> [Exercise prompt]: Pull out every line in the data below that contains the string "silhouette", and copy each one unchanged.

> [Records to use]:
((
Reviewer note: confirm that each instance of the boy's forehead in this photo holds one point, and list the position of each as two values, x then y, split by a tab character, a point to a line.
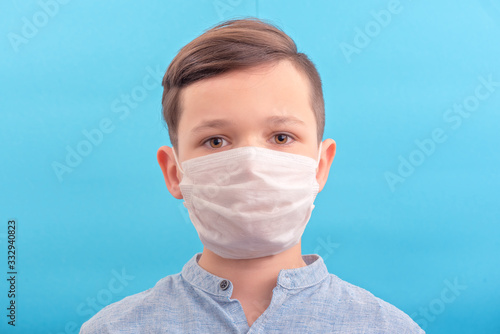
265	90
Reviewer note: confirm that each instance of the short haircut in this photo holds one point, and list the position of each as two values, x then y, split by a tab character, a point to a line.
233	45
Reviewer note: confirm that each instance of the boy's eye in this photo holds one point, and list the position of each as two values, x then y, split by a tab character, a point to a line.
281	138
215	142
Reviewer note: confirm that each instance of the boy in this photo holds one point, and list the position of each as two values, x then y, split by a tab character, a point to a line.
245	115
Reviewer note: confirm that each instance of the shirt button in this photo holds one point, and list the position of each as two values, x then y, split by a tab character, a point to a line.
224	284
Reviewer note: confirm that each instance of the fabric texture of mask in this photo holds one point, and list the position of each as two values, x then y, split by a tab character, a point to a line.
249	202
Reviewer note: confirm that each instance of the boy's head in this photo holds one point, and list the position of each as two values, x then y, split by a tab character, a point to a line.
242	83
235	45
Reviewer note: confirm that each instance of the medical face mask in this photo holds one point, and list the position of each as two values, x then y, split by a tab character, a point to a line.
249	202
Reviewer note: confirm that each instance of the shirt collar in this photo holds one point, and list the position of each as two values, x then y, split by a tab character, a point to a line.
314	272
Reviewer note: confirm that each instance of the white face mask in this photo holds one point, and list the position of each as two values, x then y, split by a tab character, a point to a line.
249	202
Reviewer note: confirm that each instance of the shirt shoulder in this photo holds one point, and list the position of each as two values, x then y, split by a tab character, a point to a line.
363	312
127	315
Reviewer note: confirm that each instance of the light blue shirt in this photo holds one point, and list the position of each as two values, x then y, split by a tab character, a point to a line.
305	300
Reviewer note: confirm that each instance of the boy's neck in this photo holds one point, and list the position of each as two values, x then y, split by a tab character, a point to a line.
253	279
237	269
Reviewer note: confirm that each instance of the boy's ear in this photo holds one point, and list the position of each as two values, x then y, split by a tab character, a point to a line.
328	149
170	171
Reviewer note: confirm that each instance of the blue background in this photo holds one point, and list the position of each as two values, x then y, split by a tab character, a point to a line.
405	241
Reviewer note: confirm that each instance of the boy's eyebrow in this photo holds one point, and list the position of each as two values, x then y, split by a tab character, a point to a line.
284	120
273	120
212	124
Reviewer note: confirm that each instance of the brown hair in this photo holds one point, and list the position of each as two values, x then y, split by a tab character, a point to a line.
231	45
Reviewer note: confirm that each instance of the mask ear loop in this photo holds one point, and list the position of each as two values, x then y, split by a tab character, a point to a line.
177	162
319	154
))
((
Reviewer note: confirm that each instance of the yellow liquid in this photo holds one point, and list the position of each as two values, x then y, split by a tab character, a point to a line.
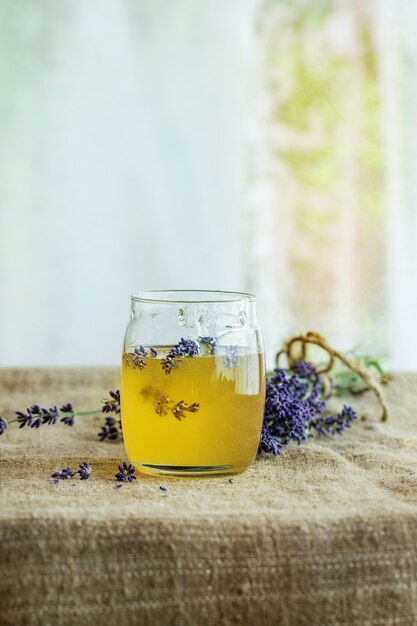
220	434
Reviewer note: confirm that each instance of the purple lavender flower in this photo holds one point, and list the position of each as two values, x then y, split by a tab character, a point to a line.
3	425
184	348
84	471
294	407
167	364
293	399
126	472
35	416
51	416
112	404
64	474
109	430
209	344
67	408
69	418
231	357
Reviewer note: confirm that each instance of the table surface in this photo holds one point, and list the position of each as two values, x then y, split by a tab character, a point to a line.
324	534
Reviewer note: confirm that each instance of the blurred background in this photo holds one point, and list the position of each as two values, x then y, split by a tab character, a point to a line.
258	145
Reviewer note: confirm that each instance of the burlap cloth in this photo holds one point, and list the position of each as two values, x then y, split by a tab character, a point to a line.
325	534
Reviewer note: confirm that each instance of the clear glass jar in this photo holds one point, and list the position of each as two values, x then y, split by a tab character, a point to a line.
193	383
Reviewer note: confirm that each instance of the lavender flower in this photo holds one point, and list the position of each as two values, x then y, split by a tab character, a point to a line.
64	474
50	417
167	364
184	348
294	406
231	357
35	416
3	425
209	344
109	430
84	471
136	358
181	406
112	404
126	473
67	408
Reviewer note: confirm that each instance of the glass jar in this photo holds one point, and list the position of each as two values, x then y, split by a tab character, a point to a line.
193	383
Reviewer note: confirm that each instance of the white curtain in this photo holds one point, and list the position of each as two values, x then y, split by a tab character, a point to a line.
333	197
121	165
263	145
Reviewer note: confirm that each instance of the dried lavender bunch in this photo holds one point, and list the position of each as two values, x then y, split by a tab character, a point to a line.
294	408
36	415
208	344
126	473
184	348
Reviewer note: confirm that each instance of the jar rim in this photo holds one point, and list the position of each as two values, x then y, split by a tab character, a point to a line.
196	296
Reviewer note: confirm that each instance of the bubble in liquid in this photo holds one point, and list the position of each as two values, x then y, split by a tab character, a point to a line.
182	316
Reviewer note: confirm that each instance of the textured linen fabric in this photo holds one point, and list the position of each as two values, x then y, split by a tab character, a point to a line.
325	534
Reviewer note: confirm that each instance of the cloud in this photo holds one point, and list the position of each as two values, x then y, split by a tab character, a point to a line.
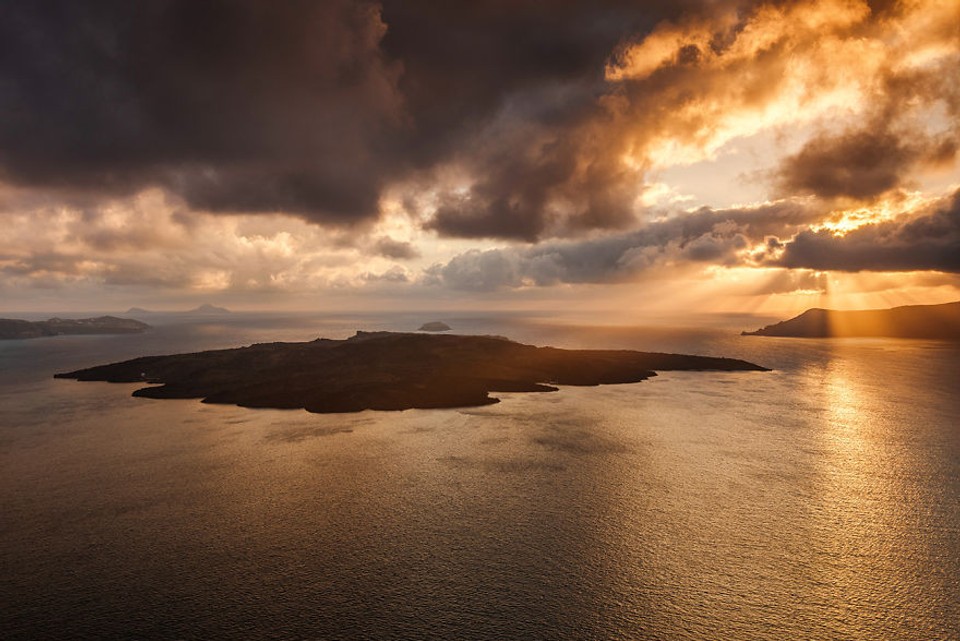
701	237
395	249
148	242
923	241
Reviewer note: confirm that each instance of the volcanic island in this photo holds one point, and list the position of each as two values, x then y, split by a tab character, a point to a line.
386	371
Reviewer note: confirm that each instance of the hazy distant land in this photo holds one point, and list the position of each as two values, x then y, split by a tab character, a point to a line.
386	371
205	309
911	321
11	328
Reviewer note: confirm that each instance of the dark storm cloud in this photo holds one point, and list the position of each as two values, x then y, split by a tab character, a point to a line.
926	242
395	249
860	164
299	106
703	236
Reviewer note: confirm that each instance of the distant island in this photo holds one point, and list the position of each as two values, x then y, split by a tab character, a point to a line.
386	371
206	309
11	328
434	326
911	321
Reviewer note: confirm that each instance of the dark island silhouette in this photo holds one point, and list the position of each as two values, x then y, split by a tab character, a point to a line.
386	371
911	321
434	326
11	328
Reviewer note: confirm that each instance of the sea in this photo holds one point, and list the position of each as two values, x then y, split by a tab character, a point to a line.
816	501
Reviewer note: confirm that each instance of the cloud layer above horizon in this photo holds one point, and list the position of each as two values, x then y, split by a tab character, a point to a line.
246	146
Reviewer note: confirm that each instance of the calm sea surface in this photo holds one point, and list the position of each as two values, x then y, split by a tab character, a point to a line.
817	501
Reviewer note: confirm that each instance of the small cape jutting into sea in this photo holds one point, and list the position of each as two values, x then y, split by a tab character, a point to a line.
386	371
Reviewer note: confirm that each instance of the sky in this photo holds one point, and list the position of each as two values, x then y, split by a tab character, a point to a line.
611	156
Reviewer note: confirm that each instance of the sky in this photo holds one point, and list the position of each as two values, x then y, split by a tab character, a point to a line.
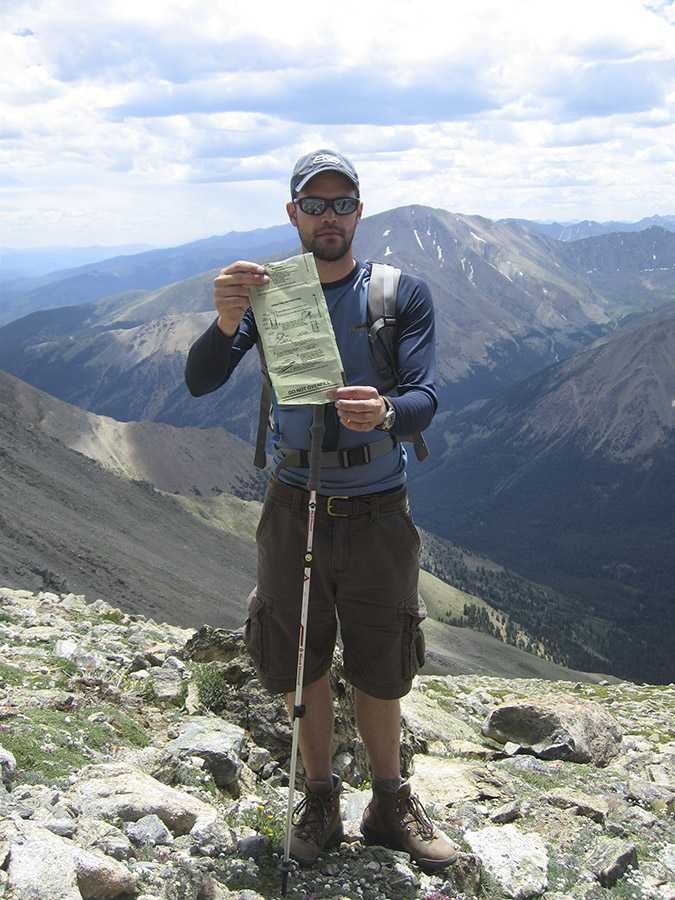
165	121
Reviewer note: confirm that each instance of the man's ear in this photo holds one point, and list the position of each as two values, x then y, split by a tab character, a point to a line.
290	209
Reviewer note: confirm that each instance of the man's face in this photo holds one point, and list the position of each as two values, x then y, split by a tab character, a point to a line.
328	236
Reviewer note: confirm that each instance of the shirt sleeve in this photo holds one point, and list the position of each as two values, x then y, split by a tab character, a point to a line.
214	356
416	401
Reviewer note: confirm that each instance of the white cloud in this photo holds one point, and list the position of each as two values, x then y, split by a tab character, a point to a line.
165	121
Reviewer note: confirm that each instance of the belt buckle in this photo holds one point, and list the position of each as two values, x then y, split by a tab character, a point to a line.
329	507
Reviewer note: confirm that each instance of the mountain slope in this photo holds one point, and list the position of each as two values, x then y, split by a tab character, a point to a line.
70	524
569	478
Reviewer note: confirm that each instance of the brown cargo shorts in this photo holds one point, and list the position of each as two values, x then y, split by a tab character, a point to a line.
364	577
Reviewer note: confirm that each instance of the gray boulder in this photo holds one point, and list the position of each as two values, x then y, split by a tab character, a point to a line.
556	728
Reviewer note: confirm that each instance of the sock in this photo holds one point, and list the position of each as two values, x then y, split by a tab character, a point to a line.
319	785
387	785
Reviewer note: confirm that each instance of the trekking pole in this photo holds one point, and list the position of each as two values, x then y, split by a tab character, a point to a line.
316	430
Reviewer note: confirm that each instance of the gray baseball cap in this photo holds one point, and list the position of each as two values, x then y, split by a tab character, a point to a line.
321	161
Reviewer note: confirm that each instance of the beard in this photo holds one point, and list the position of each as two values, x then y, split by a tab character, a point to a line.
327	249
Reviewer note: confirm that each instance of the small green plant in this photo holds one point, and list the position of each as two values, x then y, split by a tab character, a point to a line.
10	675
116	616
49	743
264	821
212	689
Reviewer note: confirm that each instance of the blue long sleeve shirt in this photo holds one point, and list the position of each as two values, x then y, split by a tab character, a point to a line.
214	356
))
> [The response]:
Reviewer note: confirm that each instance of the dark island silhouette in this photo holds one point, and list the position of each as two values, x then y, split by a tab character, a point to a line.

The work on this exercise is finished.